+++ Extract

On June 11, the Federal Court of Claims will hear a case on which looks to establish a clear link between childhood vaccinations, specifically vaccinations which contain thimerosal, a mercury-based preservative, and autism.
If the court makes the connection, it will prove what many parents of autistic children have already believed to be true: that their child’s autism is from the injection of mercury in the child’s infancy.
Michelle Cedillo, a 12 year old who was born “normal” became severely handicapped by autism within a week after receiving her MMR (measles, mumps and rubella) vaccine. A toddler at the time, Michelle began to experience symptoms common with autism: loss of speech, constant pain, loss of bowel control and the inability to even respond to her own name.
The question of whether thimerosal leads to autism did not surface widely until the late 1990s. Parents and autism groups now point angrily to both government and drug company documents that show questions were being raised years earlier about the safety of the mercury preservative. Environmentalist Robert F. Kennedy Jr. wrote a controversial Rolling Stone article in 2005 accusing the government of “whitewashing” evidence of thimerosal’s effects.

++++++
+++ Extracted information

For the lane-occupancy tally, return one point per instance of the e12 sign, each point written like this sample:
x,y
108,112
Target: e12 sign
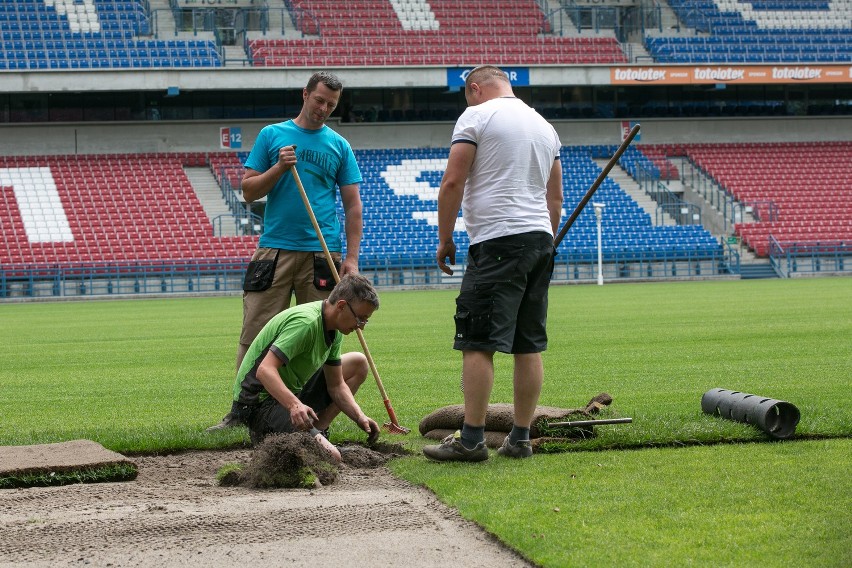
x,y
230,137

++++++
+++ Extracted information

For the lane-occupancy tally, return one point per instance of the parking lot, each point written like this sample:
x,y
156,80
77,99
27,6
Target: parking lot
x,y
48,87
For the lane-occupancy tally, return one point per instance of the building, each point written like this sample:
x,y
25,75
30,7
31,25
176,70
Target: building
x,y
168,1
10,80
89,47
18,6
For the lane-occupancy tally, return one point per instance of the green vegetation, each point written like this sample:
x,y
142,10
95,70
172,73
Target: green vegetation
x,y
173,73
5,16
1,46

++++++

* **Your objective**
Condense the paragraph of the thimerosal case article that begins "The question of whether thimerosal leads to autism" into a brief bulleted list that keeps its main facts. The entries have nothing to do with the work here.

* **Task output**
- Whether thimerosal leads to autism did not become a widespread question until the late 1990s.
- Parents and autism groups angrily cite government and drug company documents showing that doubts about the preservative's safety were raised years earlier.
- In a controversial 2005 Rolling Stone article, environmentalist Robert F. Kennedy Jr. accused the government of "whitewashing" evidence of thimerosal's effects.